▶ [Page text]
* begin *

Posted by: Sue at June 9, 2008 10:10 AM

Giggling is another thing I hear a lot of.

Posted by: delmer at June 9, 2008 10:17 AM

I'm a big fan of vocal sex. And "Oh God"s don't do it for me. I'm very, very bad.

I'm with ya on the construction workers.

Posted by: John at June 9, 2008 10:35 AM

You think far too much in the morning.

As for the dirty talk, whether I like it or not depends on who's doing the talking!

Posted by: Finn at June 9, 2008 11:15 AM

John: Sounds like you might be able to make the construction workers take a break from their hammering and what-not, lift an ear to the sky, and ask, "What the hell is that."

Finn: Thinking too much too early is one of my many flaws. And it only gets worse and less coherent after coffee.

Posted by: delmer at June 9, 2008 11:57 AM

Top notch, Delmer. Funny as hell.

Posted by: Black Hockey Jesus at June 9, 2008 12:20 PM

I particularly like the swear strings followed by the "Oh my God sorry I was swearing" - they're always good for a giggle ;o)

* end *

▶ [Data section]

* begin *

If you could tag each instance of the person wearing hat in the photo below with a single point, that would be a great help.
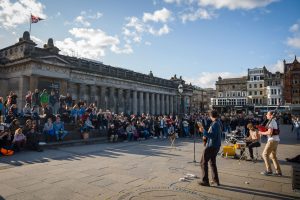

* end *

▶ [Stated exercise A] For each statement about the comment thread, answer yes or no and quote the words from it that decide the matter: (i) One commenter says thinking too much too early gets worse after coffee. (ii) One commenter says liking dirty talk depends on who is doing the talking. (iii) One commenter says "Oh God"s do it for them.
▶ [Stated exercise B]
Answer these questions from the comment thread:
(i) What date and time appear on the post by Black Hockey Jesus?
(ii) Which workers might take a break from their hammering?
(iii) What words follow the swear strings?
▶ [Stated exercise C] Carry on the comment thread from its last comment.

▶ [Result A]
(i) Yes: "And it only gets worse and less coherent after coffee."
(ii) Yes: "whether I like it or not depends on who's doing the talking!"
(iii) No: "And "Oh God"s don't do it for me."

▶ [Result B]
(i) June 9, 2008, 12:20 PM
(ii) The construction workers
(iii) "Oh my God sorry I was swearing"

▶ [Result C]
Posted by: Lady P at June 9, 2008 1:03 PM

I'm a big fan of raucous encouragement (F me now! oh yes! more! like that! etc.) The language could be weak, strong or Swahili; I don't care. Any sound that originates outside my bedroom and can be heard inside my bedroom is BAD.

Posted by: Icy Mt. at June 9, 2008 1:22 PM

hmmm...what John said...
;)

Posted by: Ginger at June 9, 2008 8:03 PM

Black Hockey Jesus: Thank you for the kind words. You know, drop the Black Hockey and people would be screaming your name.

Lady P: I'm guessing the "Lady" part of your name makes your suitors a little self conscious.

IcyMt: I agree , noises outside the bedroom that make it into the bedroom are never good.

Ginger: I don't believe for a moment that Southern Belles swear. Or sweat.